- Objective: Render every line of the items below as a JSON list of strings, one string per line, with blank lines omitted.

- Listed entries:

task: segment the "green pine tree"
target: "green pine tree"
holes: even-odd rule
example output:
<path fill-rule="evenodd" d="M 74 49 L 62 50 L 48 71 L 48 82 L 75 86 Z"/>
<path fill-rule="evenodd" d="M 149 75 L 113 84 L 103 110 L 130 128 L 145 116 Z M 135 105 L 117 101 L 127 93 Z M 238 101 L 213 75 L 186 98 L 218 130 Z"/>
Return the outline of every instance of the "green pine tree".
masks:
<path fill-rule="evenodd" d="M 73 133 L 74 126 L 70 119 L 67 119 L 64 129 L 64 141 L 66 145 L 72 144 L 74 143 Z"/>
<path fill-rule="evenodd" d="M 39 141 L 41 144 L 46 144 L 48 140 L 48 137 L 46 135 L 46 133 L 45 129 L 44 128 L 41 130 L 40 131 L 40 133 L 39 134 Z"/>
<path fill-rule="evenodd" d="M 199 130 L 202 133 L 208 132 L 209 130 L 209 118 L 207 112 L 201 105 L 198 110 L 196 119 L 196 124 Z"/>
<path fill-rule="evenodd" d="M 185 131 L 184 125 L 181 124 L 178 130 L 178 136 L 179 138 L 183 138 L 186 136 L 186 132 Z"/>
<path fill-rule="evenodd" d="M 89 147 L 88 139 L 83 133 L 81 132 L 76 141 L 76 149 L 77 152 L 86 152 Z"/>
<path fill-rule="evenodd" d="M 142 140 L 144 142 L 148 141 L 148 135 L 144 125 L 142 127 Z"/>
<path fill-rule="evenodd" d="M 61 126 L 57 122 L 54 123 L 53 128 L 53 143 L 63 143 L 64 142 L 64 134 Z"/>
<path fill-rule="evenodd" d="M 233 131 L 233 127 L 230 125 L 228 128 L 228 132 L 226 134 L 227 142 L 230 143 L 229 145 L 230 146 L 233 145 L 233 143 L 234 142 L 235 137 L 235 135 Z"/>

- Output for this task:
[
  "task: segment the \"green pine tree\"",
  "target: \"green pine tree\"",
  "holes: even-odd rule",
  "example output:",
  "<path fill-rule=\"evenodd\" d=\"M 74 49 L 62 50 L 48 71 L 48 82 L 75 86 Z\"/>",
  "<path fill-rule=\"evenodd\" d=\"M 149 75 L 113 84 L 103 110 L 130 128 L 145 116 Z M 135 105 L 117 101 L 127 93 Z M 238 101 L 213 75 L 186 98 L 218 130 Z\"/>",
  "Return the outline of every instance of the \"green pine tree\".",
  "masks:",
  "<path fill-rule=\"evenodd\" d=\"M 73 133 L 74 126 L 70 119 L 67 119 L 64 129 L 64 141 L 66 145 L 72 144 L 74 143 Z\"/>",
  "<path fill-rule=\"evenodd\" d=\"M 39 141 L 41 144 L 46 144 L 48 140 L 48 137 L 46 135 L 46 133 L 45 129 L 44 128 L 41 130 L 40 131 L 40 133 L 39 134 Z\"/>",
  "<path fill-rule=\"evenodd\" d=\"M 199 130 L 202 133 L 208 132 L 209 130 L 209 118 L 207 112 L 201 105 L 198 110 L 196 119 L 196 124 Z\"/>",
  "<path fill-rule=\"evenodd\" d=\"M 185 131 L 184 125 L 181 124 L 178 130 L 178 136 L 179 138 L 183 138 L 186 136 L 186 132 Z\"/>",
  "<path fill-rule=\"evenodd\" d=\"M 89 147 L 88 139 L 83 133 L 81 132 L 76 141 L 76 149 L 77 152 L 86 152 Z\"/>",
  "<path fill-rule=\"evenodd\" d=\"M 142 140 L 144 142 L 148 141 L 148 135 L 144 125 L 142 127 Z\"/>",
  "<path fill-rule=\"evenodd\" d=\"M 61 126 L 57 122 L 54 123 L 53 128 L 53 143 L 63 143 L 64 142 L 64 134 Z\"/>",
  "<path fill-rule=\"evenodd\" d=\"M 233 131 L 233 127 L 230 125 L 228 128 L 228 132 L 226 134 L 227 142 L 230 143 L 229 145 L 230 146 L 233 145 L 233 143 L 234 142 L 235 137 L 235 135 Z\"/>"
]